■ What is needed ■
Could you transcribe every record below exactly as written, leaving out any pictures?
***
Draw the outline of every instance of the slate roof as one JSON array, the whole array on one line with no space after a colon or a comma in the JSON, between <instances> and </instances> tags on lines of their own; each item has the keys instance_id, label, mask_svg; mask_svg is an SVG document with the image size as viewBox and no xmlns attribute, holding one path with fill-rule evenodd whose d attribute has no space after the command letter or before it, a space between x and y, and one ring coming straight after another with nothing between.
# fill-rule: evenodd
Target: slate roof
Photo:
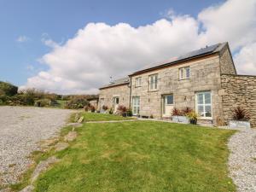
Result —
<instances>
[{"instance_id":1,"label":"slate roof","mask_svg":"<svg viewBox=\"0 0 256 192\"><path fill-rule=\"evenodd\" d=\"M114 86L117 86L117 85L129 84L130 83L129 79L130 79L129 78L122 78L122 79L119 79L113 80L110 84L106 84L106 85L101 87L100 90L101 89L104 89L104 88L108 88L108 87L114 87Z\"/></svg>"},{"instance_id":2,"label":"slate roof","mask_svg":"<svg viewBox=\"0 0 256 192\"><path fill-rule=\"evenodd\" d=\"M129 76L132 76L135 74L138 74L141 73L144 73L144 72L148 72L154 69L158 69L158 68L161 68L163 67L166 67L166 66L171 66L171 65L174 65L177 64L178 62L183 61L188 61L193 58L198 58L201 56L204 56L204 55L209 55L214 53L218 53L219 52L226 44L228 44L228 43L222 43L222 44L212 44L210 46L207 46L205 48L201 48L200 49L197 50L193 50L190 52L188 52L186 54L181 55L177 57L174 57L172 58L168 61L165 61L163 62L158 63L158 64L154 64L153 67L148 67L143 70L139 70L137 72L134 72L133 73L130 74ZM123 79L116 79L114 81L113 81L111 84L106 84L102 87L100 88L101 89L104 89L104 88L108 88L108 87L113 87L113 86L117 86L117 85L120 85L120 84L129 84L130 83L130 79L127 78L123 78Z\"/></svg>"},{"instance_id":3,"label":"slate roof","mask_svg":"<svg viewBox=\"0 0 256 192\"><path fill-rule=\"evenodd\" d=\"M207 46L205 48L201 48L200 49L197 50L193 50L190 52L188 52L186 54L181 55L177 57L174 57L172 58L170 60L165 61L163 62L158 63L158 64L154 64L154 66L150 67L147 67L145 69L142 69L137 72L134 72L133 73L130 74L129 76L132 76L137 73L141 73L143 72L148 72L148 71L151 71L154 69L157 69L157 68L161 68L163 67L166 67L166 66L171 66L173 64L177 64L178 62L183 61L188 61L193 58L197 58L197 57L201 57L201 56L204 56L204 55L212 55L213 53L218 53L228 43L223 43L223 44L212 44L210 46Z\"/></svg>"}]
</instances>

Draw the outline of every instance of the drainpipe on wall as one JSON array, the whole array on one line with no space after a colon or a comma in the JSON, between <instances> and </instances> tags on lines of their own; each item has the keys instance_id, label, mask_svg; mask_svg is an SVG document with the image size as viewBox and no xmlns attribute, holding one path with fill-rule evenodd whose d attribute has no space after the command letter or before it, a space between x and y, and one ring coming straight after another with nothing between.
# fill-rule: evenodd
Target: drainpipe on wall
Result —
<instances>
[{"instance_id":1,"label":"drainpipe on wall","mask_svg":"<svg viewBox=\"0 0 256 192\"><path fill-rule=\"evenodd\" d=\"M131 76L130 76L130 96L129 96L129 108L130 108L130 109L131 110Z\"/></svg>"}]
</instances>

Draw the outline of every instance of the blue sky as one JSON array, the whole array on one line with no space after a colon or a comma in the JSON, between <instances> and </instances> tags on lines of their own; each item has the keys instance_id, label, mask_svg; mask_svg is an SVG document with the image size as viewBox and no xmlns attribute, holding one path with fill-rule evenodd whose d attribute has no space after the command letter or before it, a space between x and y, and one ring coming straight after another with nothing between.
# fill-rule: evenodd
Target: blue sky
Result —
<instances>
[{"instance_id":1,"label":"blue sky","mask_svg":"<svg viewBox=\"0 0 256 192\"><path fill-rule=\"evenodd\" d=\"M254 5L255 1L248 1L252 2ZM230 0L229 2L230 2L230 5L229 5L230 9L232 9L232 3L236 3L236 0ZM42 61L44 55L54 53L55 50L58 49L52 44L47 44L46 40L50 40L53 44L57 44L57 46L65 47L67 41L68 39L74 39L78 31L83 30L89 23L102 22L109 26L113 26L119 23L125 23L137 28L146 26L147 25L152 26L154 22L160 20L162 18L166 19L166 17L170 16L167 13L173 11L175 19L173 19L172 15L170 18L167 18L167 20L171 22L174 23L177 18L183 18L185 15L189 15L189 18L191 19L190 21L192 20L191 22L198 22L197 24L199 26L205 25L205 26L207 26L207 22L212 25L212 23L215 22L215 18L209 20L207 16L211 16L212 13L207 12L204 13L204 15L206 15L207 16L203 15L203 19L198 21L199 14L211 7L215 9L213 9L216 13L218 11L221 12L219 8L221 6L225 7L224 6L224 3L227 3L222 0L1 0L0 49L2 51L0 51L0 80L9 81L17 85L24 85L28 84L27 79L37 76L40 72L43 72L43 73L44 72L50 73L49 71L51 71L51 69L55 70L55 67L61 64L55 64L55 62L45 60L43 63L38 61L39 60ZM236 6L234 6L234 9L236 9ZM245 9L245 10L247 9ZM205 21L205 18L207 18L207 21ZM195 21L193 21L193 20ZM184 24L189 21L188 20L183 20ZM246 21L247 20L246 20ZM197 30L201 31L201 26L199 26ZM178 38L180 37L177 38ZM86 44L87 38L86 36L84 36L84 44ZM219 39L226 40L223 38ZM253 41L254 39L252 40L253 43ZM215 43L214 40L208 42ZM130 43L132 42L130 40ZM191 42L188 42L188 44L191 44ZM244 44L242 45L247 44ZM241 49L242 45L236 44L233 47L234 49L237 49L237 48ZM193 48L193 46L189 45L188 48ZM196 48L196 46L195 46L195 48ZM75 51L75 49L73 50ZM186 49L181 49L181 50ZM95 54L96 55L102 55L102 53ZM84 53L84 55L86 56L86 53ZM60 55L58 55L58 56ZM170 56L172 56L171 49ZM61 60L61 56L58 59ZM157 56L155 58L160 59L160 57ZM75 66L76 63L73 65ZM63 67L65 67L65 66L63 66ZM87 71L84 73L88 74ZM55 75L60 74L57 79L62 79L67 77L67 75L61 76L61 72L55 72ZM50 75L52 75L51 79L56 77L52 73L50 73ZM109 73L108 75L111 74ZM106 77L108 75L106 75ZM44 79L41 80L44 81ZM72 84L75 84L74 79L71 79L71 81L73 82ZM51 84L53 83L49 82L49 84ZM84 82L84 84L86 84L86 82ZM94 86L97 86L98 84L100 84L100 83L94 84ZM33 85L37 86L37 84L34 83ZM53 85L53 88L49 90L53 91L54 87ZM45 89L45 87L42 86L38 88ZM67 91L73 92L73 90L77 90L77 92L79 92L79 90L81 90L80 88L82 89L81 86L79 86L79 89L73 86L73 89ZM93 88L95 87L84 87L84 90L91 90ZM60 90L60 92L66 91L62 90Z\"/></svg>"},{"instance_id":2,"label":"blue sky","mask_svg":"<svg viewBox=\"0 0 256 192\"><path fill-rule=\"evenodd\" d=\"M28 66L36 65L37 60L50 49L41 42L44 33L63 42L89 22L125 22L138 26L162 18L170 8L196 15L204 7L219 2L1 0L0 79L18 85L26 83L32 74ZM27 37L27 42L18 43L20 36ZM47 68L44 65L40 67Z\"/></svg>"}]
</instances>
***
■ Result of the task ■
Draw the outline of every instance of the slate roof as one JSON array, the whole array on one line with no space after a colon or a comma in the JSON, between <instances> and </instances> tags on lines of their own; each item has the keys instance_id, label, mask_svg; mask_svg is an SVG document with the image size as viewBox and no xmlns attribute, holding one path with fill-rule evenodd whose d attribute has no space after the command letter or before it, a space between x and y, and one ring coming straight after another with nothing between.
# fill-rule: evenodd
Target: slate roof
Photo:
Result —
<instances>
[{"instance_id":1,"label":"slate roof","mask_svg":"<svg viewBox=\"0 0 256 192\"><path fill-rule=\"evenodd\" d=\"M114 86L117 86L117 85L129 84L130 83L129 79L130 79L129 78L122 78L122 79L119 79L113 80L110 84L106 84L106 85L101 87L100 90L101 89L104 89L104 88L108 88L108 87L114 87Z\"/></svg>"},{"instance_id":2,"label":"slate roof","mask_svg":"<svg viewBox=\"0 0 256 192\"><path fill-rule=\"evenodd\" d=\"M129 76L132 76L135 74L138 74L141 73L144 73L144 72L148 72L154 69L158 69L158 68L161 68L163 67L166 67L166 66L171 66L171 65L174 65L177 64L178 62L183 61L188 61L193 58L198 58L201 56L204 56L204 55L209 55L214 53L218 53L219 52L226 44L228 44L228 43L222 43L222 44L212 44L210 46L207 46L205 48L201 48L200 49L197 50L193 50L190 52L188 52L186 54L181 55L177 57L174 57L172 58L168 61L165 61L163 62L158 63L158 64L154 64L153 67L148 67L143 70L139 70L137 72L134 72L133 73L130 74ZM123 79L116 79L114 81L113 81L111 84L106 84L102 87L100 88L101 89L104 89L104 88L108 88L108 87L113 87L113 86L117 86L117 85L120 85L120 84L129 84L130 83L130 79L127 78L123 78Z\"/></svg>"},{"instance_id":3,"label":"slate roof","mask_svg":"<svg viewBox=\"0 0 256 192\"><path fill-rule=\"evenodd\" d=\"M207 46L205 48L201 48L200 49L197 50L193 50L190 52L188 52L186 54L181 55L177 57L174 57L172 58L170 60L165 61L163 62L158 63L158 64L154 64L154 66L150 67L147 67L145 69L142 69L137 72L134 72L133 73L130 74L129 76L132 76L137 73L141 73L143 72L148 72L148 71L151 71L154 69L157 69L157 68L161 68L163 67L166 67L166 66L171 66L173 64L177 64L178 62L183 61L188 61L193 58L197 58L197 57L201 57L201 56L204 56L204 55L212 55L213 53L218 53L228 43L223 43L223 44L212 44L210 46Z\"/></svg>"}]
</instances>

Draw the outline of every instance of the drainpipe on wall as one JSON array, the whole array on one line with no space after a colon or a comma in the JSON, between <instances> and </instances> tags on lines of their own; each item has the keys instance_id, label, mask_svg; mask_svg is an SVG document with the image size as viewBox and no xmlns attribute, holding one path with fill-rule evenodd whose d attribute has no space after the command letter or before it, a space between x and y, and one ring coming straight after another with nothing between.
# fill-rule: evenodd
Target: drainpipe on wall
Result —
<instances>
[{"instance_id":1,"label":"drainpipe on wall","mask_svg":"<svg viewBox=\"0 0 256 192\"><path fill-rule=\"evenodd\" d=\"M131 76L130 76L130 96L129 96L129 108L130 108L130 109L131 110Z\"/></svg>"}]
</instances>

Draw the outline of every instance of the blue sky as one JSON array, the whole array on one line with no space after a colon or a comma in the JSON, between <instances> and </instances> tags on lines of their own; each item has the keys instance_id, label, mask_svg; mask_svg is an SVG document with the image size as viewBox and no xmlns attribute, holding one path with fill-rule evenodd whose d attribute has no space after the command letter or before it, a space between x and y, and one ring coming straight after another with nothing between.
# fill-rule: evenodd
Target: blue sky
Result —
<instances>
[{"instance_id":1,"label":"blue sky","mask_svg":"<svg viewBox=\"0 0 256 192\"><path fill-rule=\"evenodd\" d=\"M254 5L255 1L248 1L252 2ZM230 0L229 2L230 2L230 5L229 5L230 9L232 9L232 3L236 3L236 0ZM42 61L44 55L54 53L55 50L58 49L52 44L47 44L46 40L50 40L53 44L57 44L57 46L65 47L67 41L68 39L74 39L78 31L83 30L89 23L102 22L109 26L113 26L119 23L125 23L137 28L146 26L147 25L152 26L154 22L160 20L162 18L166 19L166 17L170 16L167 13L173 11L175 19L173 19L172 15L170 18L167 18L167 20L171 22L174 23L177 18L183 18L185 15L189 15L189 18L191 19L190 21L192 20L191 22L198 22L197 24L199 26L205 25L205 26L207 26L207 22L212 25L212 23L215 22L215 18L209 20L207 16L211 16L212 13L207 12L204 13L204 15L206 15L207 16L203 15L203 19L198 21L199 14L211 7L215 9L213 9L216 13L218 11L221 12L219 8L221 6L225 7L224 6L224 3L227 3L222 0L1 0L0 49L2 51L0 51L0 80L9 81L17 85L24 85L28 84L27 79L37 76L40 72L43 72L43 73L44 72L50 73L49 71L51 71L51 69L55 70L55 67L61 64L55 64L55 62L45 60L43 63L38 61L39 60ZM236 6L234 6L234 9L236 9ZM245 9L245 10L247 9ZM205 21L205 18L207 18L207 21ZM195 21L193 21L193 20ZM184 24L189 21L188 20L183 20ZM246 21L247 20L246 20ZM197 30L201 31L201 26L199 26ZM178 38L180 37L177 38ZM86 44L87 38L86 36L84 36L84 44ZM219 39L226 40L223 38ZM253 41L254 39L252 40L253 43ZM215 43L214 40L208 42ZM130 43L132 42L130 40ZM191 42L188 42L188 44L191 44ZM244 44L242 45L247 44ZM241 49L242 45L236 44L233 47L234 49L237 49L237 48ZM193 48L193 46L189 45L188 48ZM196 48L196 46L195 46L195 48ZM75 51L75 49L73 50ZM186 49L181 49L181 50ZM95 54L96 55L102 55L102 53ZM84 53L84 55L86 56L86 53ZM60 55L58 55L58 56ZM170 56L172 56L171 49ZM61 60L61 56L58 59ZM157 56L155 58L160 59L160 57ZM75 66L76 63L73 65ZM63 67L65 67L65 66L63 66ZM87 71L84 73L88 74ZM55 75L60 74L57 79L62 79L67 77L67 75L61 76L61 72L55 72ZM50 75L52 75L51 79L56 77L52 73L50 73ZM109 73L108 75L111 74ZM106 77L108 75L106 75ZM44 79L41 80L44 81ZM72 84L75 84L74 79L71 79L71 81L73 82ZM51 84L53 83L49 82L49 84ZM84 82L84 84L86 84L86 82ZM94 86L97 86L98 84L100 84L100 83L94 84ZM33 85L37 86L37 84L34 83ZM53 85L53 88L49 90L53 91L54 87ZM45 89L45 87L42 86L38 88ZM67 91L73 92L73 90L77 90L77 92L79 92L79 90L81 90L80 88L82 89L81 86L79 86L79 89L73 86L73 89ZM93 88L95 87L84 87L84 90L91 90ZM60 90L60 92L66 91L62 90Z\"/></svg>"},{"instance_id":2,"label":"blue sky","mask_svg":"<svg viewBox=\"0 0 256 192\"><path fill-rule=\"evenodd\" d=\"M28 66L36 65L37 60L50 49L41 42L44 33L63 42L89 22L125 22L138 26L162 18L170 8L196 15L204 7L219 2L1 0L0 79L18 85L26 83L32 74ZM27 37L27 42L18 43L20 36ZM47 68L44 65L40 67Z\"/></svg>"}]
</instances>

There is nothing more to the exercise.